*Aim*:
In the records below, find the line containing "tree, one point per instance in this photo."; copy exactly that line and all lines after it to the end, and nothing else.

*Dataset excerpts*:
------
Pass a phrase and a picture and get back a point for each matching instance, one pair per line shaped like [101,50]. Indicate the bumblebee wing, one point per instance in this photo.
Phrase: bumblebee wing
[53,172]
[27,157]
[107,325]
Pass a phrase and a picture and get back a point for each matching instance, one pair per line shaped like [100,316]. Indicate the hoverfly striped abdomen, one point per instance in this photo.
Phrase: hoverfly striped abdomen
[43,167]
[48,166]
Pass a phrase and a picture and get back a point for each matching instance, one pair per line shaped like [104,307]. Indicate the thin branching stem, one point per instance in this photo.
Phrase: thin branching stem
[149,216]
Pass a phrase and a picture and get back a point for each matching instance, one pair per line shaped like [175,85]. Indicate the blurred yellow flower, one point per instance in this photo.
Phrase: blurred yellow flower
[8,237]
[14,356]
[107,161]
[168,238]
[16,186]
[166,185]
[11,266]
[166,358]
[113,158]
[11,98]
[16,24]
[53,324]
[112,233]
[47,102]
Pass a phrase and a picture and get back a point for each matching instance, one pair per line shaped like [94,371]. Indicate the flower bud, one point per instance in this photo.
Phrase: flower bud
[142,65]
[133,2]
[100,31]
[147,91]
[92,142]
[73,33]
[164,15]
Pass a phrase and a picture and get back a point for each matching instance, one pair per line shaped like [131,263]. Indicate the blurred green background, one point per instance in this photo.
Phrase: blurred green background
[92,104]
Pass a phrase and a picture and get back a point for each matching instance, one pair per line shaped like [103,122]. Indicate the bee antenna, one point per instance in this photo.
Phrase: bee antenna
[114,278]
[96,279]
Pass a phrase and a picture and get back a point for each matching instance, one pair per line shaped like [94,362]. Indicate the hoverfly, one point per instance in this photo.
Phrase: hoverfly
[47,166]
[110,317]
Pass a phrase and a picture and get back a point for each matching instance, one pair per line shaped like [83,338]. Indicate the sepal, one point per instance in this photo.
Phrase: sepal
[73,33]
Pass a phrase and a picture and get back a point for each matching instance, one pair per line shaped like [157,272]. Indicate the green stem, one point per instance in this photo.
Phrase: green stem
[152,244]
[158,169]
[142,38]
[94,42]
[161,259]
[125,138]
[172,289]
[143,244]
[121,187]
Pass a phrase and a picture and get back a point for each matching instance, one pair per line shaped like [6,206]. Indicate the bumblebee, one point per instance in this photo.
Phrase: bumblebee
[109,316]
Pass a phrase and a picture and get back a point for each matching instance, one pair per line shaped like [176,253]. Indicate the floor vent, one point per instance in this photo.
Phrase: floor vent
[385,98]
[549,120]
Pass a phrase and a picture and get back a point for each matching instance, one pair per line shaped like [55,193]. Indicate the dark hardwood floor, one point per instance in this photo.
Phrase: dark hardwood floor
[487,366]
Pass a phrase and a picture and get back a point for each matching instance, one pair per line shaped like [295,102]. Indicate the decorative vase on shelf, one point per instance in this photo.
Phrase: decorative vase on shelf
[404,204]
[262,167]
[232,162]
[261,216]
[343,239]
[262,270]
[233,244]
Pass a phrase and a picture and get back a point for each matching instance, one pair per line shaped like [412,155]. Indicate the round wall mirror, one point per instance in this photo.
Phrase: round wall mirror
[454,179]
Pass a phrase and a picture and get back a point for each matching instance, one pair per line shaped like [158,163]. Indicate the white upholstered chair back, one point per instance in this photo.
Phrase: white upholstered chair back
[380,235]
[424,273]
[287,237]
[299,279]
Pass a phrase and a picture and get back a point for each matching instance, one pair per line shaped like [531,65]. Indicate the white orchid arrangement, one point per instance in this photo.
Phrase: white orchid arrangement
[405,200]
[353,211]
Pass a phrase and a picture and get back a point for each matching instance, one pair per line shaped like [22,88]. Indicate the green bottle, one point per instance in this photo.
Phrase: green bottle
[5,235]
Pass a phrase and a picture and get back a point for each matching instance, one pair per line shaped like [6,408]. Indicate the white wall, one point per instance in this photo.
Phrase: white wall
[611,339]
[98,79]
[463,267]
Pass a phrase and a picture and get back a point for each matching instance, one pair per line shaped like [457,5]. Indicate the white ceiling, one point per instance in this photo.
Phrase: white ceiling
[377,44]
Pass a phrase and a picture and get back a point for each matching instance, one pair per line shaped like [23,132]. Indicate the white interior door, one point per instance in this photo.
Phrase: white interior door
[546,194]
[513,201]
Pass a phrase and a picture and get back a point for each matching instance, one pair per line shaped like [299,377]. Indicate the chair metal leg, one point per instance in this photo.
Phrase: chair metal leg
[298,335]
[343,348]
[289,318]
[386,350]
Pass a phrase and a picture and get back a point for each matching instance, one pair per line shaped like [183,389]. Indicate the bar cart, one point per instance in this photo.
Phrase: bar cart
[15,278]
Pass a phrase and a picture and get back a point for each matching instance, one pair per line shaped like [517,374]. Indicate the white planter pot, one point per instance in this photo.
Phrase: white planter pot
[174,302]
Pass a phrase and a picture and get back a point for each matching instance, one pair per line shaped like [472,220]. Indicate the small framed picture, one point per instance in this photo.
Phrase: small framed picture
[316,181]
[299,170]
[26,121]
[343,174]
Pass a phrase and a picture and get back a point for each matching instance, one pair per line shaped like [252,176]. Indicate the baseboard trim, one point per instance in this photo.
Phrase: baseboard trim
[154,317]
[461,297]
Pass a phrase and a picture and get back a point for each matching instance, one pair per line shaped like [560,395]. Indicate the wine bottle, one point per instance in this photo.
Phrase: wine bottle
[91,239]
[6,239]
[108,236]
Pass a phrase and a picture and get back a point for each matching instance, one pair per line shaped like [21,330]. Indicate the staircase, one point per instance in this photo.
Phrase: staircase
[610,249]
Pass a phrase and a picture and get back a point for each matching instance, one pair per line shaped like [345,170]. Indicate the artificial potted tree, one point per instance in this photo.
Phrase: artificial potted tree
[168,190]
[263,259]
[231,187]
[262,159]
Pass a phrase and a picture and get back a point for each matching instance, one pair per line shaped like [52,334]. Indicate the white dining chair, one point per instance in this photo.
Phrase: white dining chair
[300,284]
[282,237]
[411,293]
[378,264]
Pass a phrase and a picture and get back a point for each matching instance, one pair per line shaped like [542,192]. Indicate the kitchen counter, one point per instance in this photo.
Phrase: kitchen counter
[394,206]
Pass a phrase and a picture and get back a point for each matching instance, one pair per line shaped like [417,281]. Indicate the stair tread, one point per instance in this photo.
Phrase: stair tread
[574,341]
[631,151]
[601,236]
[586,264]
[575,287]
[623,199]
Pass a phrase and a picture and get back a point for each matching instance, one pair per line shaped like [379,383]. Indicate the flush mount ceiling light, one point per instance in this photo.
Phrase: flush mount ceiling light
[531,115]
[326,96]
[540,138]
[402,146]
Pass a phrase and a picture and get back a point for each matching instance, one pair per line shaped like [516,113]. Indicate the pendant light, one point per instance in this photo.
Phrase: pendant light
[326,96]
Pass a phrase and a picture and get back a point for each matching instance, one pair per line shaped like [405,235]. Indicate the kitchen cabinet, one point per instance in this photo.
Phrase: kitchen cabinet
------
*The response*:
Pass a phrase and a picture and get back a point for each matching instance, one pair per line shaped like [345,170]. Indicate the artificial potted tree, one point per instance in this photo.
Phrase: artificial potted tree
[168,190]
[263,259]
[231,187]
[262,159]
Pass a phrase and a picture and get back a point for each matching instance, one pair per line shaped like [52,334]. Indicate the white dining chair, one point per instance in this photo.
Phrase: white dining chair
[300,284]
[282,237]
[411,293]
[378,264]
Pass a phrase and a picture and get back a point for each matching instance, one pair per line shaped like [542,192]. Indicate the kitchen counter, one point per instance in this photo.
Phrase: kitchen counter
[394,206]
Pass a phrase and a picture and get back a point for each matching instance, one pair per line shaped like [417,281]. Indicate the stair tread, one point per instance in this photo.
Phrase: stair tread
[574,341]
[631,151]
[601,236]
[586,264]
[575,287]
[623,199]
Pass a phrase and a picture and get back a point for each matching instance, one pair per line shaped like [379,383]. Indicate the flush mount ceiling light, one point per instance in this photo.
Phrase: flush mount ceiling light
[531,115]
[326,96]
[540,138]
[402,146]
Pass a phrase and a picture and get back a point for each matching instance, one pair per line shaped like [516,113]. Indicate the pendant light, one point per instance in this photo.
Phrase: pendant light
[326,96]
Pass a phrase and a picture and get back a point for each matching instance, one pair per line shaped like [405,235]. Indicate the kitchen cabinet, one point per instance in this photo.
Phrase: kitchen cabinet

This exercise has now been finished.